*Problem*: Reproduce the material below word for word, leaving out the pictures.
───── Data for this task ─────
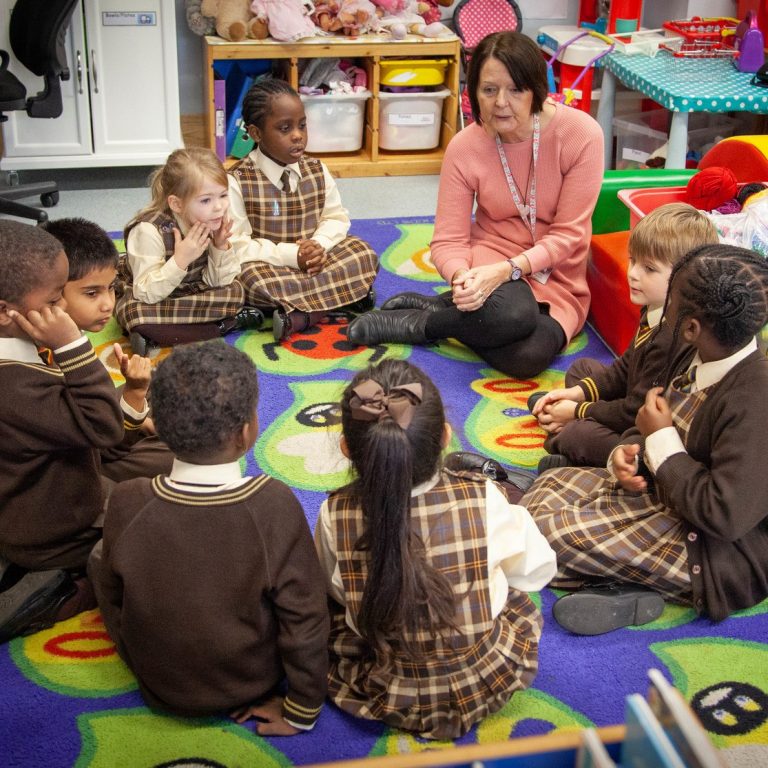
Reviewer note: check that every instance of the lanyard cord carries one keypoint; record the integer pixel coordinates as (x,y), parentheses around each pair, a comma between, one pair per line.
(527,212)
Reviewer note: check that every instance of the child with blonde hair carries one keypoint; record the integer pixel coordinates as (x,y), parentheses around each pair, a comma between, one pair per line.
(428,569)
(584,421)
(180,269)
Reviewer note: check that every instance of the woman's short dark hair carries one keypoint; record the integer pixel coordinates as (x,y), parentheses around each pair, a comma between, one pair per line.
(522,58)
─────
*Correct response*:
Reviewer note: check that every instance of the lanyard cord carries one keypoint; record the integer pixel coordinates as (x,y), parentheses around each pair, a comma between, one pair per line.
(527,212)
Reviewer note: check that every instance of the child with blonde hair carries one keypoint; record the integer pixel coordinates as (x,y), parentheses around each pair, a comma between, one pair per line.
(428,569)
(584,421)
(180,269)
Reviewer note: check that every instance of the woman's short dark hair carries one keypoint; record the integer pixel coordinates as (x,y), parentheses around each pair, a comma between, one pair per line.
(522,58)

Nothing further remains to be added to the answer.